Omit the images, then repeat the listing exactly.

[GIVEN DATA — start]

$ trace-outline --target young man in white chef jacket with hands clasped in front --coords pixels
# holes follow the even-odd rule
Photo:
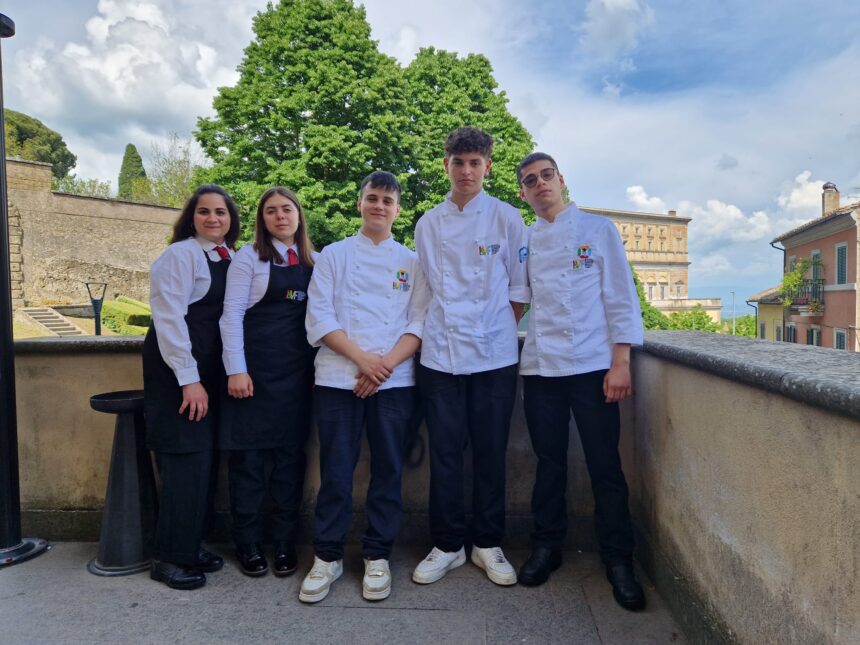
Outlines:
[[[320,490],[314,564],[299,593],[303,602],[325,598],[343,573],[363,429],[371,478],[362,594],[382,600],[391,593],[388,560],[400,527],[404,444],[417,402],[412,357],[429,300],[415,252],[391,235],[400,193],[391,173],[376,171],[364,179],[361,230],[322,250],[308,287],[308,342],[320,347],[314,363]]]

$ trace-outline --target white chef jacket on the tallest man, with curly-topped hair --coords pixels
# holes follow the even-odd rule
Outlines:
[[[421,364],[449,374],[513,365],[519,350],[510,302],[528,302],[528,229],[520,212],[483,191],[463,210],[445,201],[415,227],[433,292]]]

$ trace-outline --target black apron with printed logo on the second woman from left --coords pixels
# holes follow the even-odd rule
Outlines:
[[[310,420],[314,351],[305,332],[313,269],[269,263],[269,285],[245,312],[245,361],[254,396],[222,391],[219,441],[224,450],[278,448]]]

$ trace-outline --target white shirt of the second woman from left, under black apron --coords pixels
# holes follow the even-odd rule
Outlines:
[[[287,249],[298,253],[298,247],[287,246],[272,239],[275,250],[284,259],[276,264],[287,264]],[[245,363],[245,312],[263,299],[269,288],[271,264],[262,261],[252,243],[246,244],[230,263],[227,270],[227,291],[224,293],[224,313],[221,314],[222,358],[227,376],[248,371]]]

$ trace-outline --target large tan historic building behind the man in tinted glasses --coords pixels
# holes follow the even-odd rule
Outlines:
[[[690,260],[687,256],[689,217],[679,217],[673,210],[664,215],[588,206],[580,208],[587,213],[608,217],[618,228],[627,259],[639,275],[648,302],[667,316],[702,305],[715,322],[720,321],[719,298],[687,297],[690,284]]]

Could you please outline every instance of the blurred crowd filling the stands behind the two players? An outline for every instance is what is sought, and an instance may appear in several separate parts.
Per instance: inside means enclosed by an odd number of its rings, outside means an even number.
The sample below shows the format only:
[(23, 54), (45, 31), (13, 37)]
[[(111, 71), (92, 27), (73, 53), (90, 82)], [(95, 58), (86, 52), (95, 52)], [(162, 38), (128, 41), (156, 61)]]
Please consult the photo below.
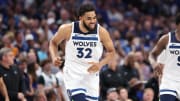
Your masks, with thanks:
[[(100, 72), (100, 99), (158, 101), (159, 78), (148, 54), (160, 35), (175, 30), (180, 0), (0, 0), (0, 48), (13, 49), (27, 100), (68, 101), (63, 66), (52, 65), (48, 42), (61, 24), (77, 20), (82, 3), (95, 5), (117, 52)], [(63, 57), (63, 44), (59, 50)]]

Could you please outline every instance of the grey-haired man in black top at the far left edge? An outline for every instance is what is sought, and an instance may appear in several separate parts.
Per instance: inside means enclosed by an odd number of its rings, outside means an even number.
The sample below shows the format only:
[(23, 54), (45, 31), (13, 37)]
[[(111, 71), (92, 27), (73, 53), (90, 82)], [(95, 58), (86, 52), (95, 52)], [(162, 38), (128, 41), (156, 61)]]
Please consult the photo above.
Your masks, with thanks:
[(10, 101), (26, 101), (23, 76), (14, 65), (14, 54), (10, 48), (0, 50), (0, 75), (3, 76)]

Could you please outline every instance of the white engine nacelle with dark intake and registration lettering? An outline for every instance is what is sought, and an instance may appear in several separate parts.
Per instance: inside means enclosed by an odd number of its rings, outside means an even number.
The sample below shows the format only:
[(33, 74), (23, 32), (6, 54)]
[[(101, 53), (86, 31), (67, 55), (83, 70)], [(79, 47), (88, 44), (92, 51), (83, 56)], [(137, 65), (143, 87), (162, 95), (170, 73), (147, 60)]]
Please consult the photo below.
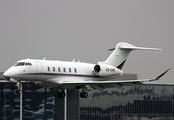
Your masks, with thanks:
[(99, 75), (101, 77), (108, 77), (108, 76), (120, 76), (123, 75), (123, 71), (111, 66), (111, 65), (105, 65), (105, 64), (100, 64), (100, 65), (95, 65), (94, 66), (94, 73), (96, 75)]

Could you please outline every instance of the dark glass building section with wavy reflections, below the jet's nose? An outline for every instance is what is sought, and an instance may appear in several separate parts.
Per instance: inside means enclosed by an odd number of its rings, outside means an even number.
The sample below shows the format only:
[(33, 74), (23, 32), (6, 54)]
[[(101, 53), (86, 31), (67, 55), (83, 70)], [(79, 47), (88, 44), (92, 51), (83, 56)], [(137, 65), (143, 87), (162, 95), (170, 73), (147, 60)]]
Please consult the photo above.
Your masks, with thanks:
[[(23, 120), (54, 120), (55, 91), (33, 83), (23, 85)], [(20, 117), (20, 95), (16, 94), (16, 83), (5, 82), (1, 73), (0, 120), (18, 120)]]

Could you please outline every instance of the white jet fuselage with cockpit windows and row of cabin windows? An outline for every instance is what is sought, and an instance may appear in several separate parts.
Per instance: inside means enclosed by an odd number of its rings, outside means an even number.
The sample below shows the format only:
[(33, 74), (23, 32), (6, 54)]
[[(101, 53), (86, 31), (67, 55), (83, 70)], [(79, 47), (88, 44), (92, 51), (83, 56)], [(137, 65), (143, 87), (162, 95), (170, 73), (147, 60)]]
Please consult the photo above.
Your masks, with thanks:
[[(59, 83), (61, 80), (108, 80), (110, 77), (97, 75), (94, 72), (95, 64), (90, 63), (24, 59), (18, 61), (17, 64), (19, 65), (12, 66), (4, 75), (11, 76), (16, 80), (53, 83)], [(114, 77), (122, 74), (123, 72), (114, 75)]]

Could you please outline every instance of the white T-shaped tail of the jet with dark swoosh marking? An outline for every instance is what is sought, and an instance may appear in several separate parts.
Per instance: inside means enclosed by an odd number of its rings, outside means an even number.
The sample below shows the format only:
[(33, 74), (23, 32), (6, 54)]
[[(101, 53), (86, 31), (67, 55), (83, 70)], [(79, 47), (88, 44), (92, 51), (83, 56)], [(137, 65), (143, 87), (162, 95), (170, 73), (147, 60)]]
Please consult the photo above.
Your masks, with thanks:
[(122, 69), (129, 53), (133, 50), (161, 50), (158, 48), (146, 48), (146, 47), (136, 47), (126, 42), (120, 42), (116, 45), (115, 48), (109, 49), (109, 51), (113, 51), (112, 54), (104, 61), (99, 62), (98, 64), (108, 64), (117, 67), (118, 69)]

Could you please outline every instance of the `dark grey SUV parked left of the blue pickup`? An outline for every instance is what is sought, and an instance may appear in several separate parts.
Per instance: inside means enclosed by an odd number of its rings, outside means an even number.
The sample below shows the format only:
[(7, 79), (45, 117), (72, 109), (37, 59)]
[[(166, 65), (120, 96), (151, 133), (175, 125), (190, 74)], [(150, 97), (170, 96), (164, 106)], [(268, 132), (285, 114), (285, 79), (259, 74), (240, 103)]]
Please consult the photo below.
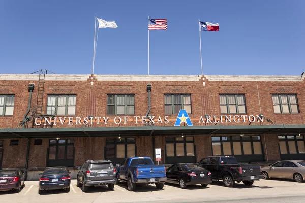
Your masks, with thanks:
[(86, 192), (89, 186), (108, 185), (113, 190), (116, 180), (116, 171), (109, 160), (86, 161), (77, 173), (77, 186)]

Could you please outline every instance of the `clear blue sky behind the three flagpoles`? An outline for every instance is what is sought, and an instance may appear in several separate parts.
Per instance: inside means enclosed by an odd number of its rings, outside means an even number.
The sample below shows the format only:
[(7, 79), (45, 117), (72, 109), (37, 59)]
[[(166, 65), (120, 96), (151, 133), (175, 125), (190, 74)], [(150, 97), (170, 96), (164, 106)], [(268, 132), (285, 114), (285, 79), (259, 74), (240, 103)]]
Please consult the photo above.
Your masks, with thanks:
[(147, 74), (148, 16), (167, 18), (150, 31), (150, 74), (301, 75), (305, 71), (305, 1), (15, 1), (0, 3), (0, 73)]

[GIVEN DATA — finish]

- WRITTEN RESPONSE:
$ trace-outline --target young man in white chef jacket with hands clasped in front --coords pixels
# holes follow the even-odd rule
Photo:
Outlines:
[[[320,490],[314,564],[299,593],[303,602],[325,598],[343,573],[363,429],[371,478],[362,594],[382,600],[391,593],[388,560],[400,527],[404,444],[417,402],[412,357],[429,300],[415,252],[391,235],[400,193],[391,173],[376,171],[364,179],[361,230],[322,250],[308,287],[308,342],[320,347],[314,363]]]

$ trace-outline --target white chef jacket on the tallest man, with curly-topped hair --coords pixels
# holes follow the even-odd rule
Outlines:
[[[421,364],[449,374],[513,365],[519,350],[510,302],[528,302],[528,229],[520,212],[483,191],[463,210],[445,201],[415,227],[433,292]]]

$ trace-outline --target black apron with printed logo on the second woman from left --coords pixels
# holes follow the even-odd rule
Outlines:
[[[310,420],[314,351],[305,332],[313,269],[269,263],[269,285],[245,312],[245,361],[254,396],[222,391],[219,441],[224,450],[278,448]]]

$ trace-outline --target white shirt of the second woman from left, under black apron --coords pixels
# holes follow the even-odd rule
Outlines:
[[[287,249],[298,253],[298,247],[287,246],[272,239],[275,250],[284,259],[276,264],[287,264]],[[245,363],[245,312],[263,299],[269,288],[271,264],[262,261],[252,243],[246,244],[230,263],[227,270],[227,291],[224,293],[224,313],[221,314],[222,358],[227,376],[248,371]]]

$ trace-outline --target large tan historic building behind the man in tinted glasses --coords pixels
# holes follow the even-odd rule
Outlines:
[[[690,260],[687,256],[689,217],[679,217],[673,210],[664,215],[588,206],[580,208],[587,213],[608,217],[618,228],[627,259],[639,275],[648,302],[667,316],[702,305],[715,322],[720,321],[719,298],[687,297],[690,284]]]

Could you please outline every instance of the blurred crowd filling the stands behind the two players? An outline for every instance is what is sought, and an instance may appear in several separate parts.
Per instance: inside means enclosed by an odd number of its rings, outside means an even number.
The sample below shows the format only:
[(23, 54), (45, 31), (13, 37)]
[[(111, 71), (92, 27), (73, 53), (90, 82)], [(95, 58), (86, 52), (95, 52)], [(162, 38), (128, 41), (156, 61)]]
Please consult the photo below.
Your masks, with thanks:
[[(100, 72), (100, 99), (158, 101), (159, 78), (148, 54), (160, 35), (175, 30), (180, 0), (0, 0), (0, 48), (13, 49), (27, 100), (68, 101), (63, 66), (52, 65), (48, 42), (61, 24), (77, 20), (82, 3), (95, 5), (117, 52)], [(63, 57), (63, 44), (59, 50)]]

Could you please outline every instance of the grey-haired man in black top at the far left edge? An outline for every instance is what is sought, and an instance may appear in several separate parts.
Per instance: inside means enclosed by an odd number of its rings, outside means an even number.
The sample below shows the format only:
[(23, 54), (45, 31), (13, 37)]
[[(111, 71), (92, 27), (73, 53), (90, 82)], [(95, 58), (86, 52), (95, 52)], [(162, 38), (128, 41), (156, 61)]]
Please consult the photo above.
Your masks, with thanks:
[(10, 101), (26, 101), (23, 76), (14, 65), (14, 54), (10, 48), (0, 50), (0, 75), (3, 76)]

Could you please outline every instance of the white engine nacelle with dark intake and registration lettering? An outline for every instance is what is sought, and an instance may appear in several separate parts.
Per instance: inside means enclosed by an odd number of its rings, outside means an even number.
The sample below shows the format only:
[(33, 74), (23, 32), (6, 54)]
[[(101, 53), (86, 31), (67, 55), (83, 70)], [(79, 47), (88, 44), (92, 51), (83, 56)], [(137, 65), (143, 87), (162, 95), (170, 73), (147, 60)]]
Please consult the photo below.
Your masks, with thanks:
[(99, 75), (101, 77), (108, 77), (108, 76), (120, 76), (123, 75), (123, 71), (111, 66), (111, 65), (105, 65), (105, 64), (100, 64), (100, 65), (95, 65), (94, 66), (94, 73), (96, 75)]

Could you please outline every instance of the dark glass building section with wavy reflections, below the jet's nose? An outline for every instance is what is sought, and an instance may appear in several separate parts.
Per instance: inside means enclosed by an odd number of its rings, outside means an even number.
The sample below shows the format only:
[(33, 74), (23, 32), (6, 54)]
[[(101, 53), (86, 31), (67, 55), (83, 70)], [(79, 47), (88, 44), (92, 51), (83, 56)], [(137, 65), (143, 87), (162, 95), (170, 73), (147, 60)]]
Please consult the photo above.
Your masks, with thanks:
[[(23, 120), (54, 120), (55, 91), (33, 83), (23, 85)], [(20, 117), (20, 95), (16, 94), (16, 83), (5, 82), (1, 73), (0, 120), (18, 120)]]

Could you please outline every instance of the white jet fuselage with cockpit windows and row of cabin windows? An outline for every instance is what is sought, and an instance may appear in several separate parts.
Per instance: inside means enclosed by an odd number of its rings, outside means an even number.
The sample below shows the format only:
[(33, 74), (23, 32), (6, 54)]
[[(101, 53), (86, 31), (67, 55), (83, 70)], [(79, 47), (88, 44), (92, 51), (83, 56)], [(137, 65), (143, 87), (162, 95), (170, 73), (147, 60)]]
Please consult the photo above.
Your masks, with thanks:
[[(59, 83), (61, 80), (108, 80), (110, 77), (97, 75), (94, 72), (95, 64), (90, 63), (24, 59), (18, 61), (17, 64), (19, 65), (12, 66), (4, 75), (11, 76), (16, 80), (53, 83)], [(114, 77), (122, 74), (123, 72), (114, 75)]]

Could you please outline every instance of the white T-shaped tail of the jet with dark swoosh marking? An outline for every instance is what is sought, and an instance may appear in several separate parts.
Per instance: inside means enclosed by an odd number of its rings, outside means an even number.
The sample below shows the format only:
[(33, 74), (23, 32), (6, 54)]
[[(101, 53), (86, 31), (67, 55), (83, 70)], [(79, 47), (88, 44), (92, 51), (83, 56)], [(137, 65), (143, 87), (162, 95), (170, 73), (147, 60)]]
Please consult the photo above.
Your masks, with thanks:
[(122, 69), (129, 53), (133, 50), (161, 50), (158, 48), (146, 48), (146, 47), (136, 47), (126, 42), (120, 42), (116, 45), (115, 48), (109, 49), (109, 51), (113, 51), (112, 54), (104, 61), (99, 62), (98, 64), (108, 64), (117, 67), (118, 69)]

Could you please outline every instance of the `dark grey SUV parked left of the blue pickup`? An outline for every instance is what is sought, and an instance may appear in several separate parts.
Per instance: inside means enclosed by an odd number of its rings, outside means an even number.
The sample below shows the format only:
[(7, 79), (45, 117), (72, 109), (37, 59)]
[[(166, 65), (120, 96), (151, 133), (175, 125), (190, 74)], [(150, 97), (170, 96), (164, 106)], [(268, 132), (285, 114), (285, 79), (259, 74), (240, 103)]]
Please consult the photo below.
Your masks, with thanks:
[(86, 192), (89, 186), (108, 185), (113, 190), (116, 180), (116, 171), (109, 160), (86, 161), (77, 173), (77, 186)]

Could you please outline every instance of the `clear blue sky behind the three flagpoles`? An outline for every instance is what is sought, and an instance may appear in several separate parts.
Per instance: inside means enclosed by an odd number of its rings, outside means an even number.
The sample below shows the format only:
[(7, 79), (45, 117), (72, 109), (37, 59)]
[[(166, 65), (120, 96), (151, 133), (175, 125), (190, 74)], [(150, 97), (170, 96), (164, 106)], [(268, 132), (285, 114), (285, 79), (259, 74), (240, 103)]]
Please consult the photo above.
Your masks, with thanks:
[(147, 74), (148, 16), (167, 18), (150, 31), (150, 74), (301, 75), (305, 71), (305, 1), (15, 1), (0, 3), (0, 73)]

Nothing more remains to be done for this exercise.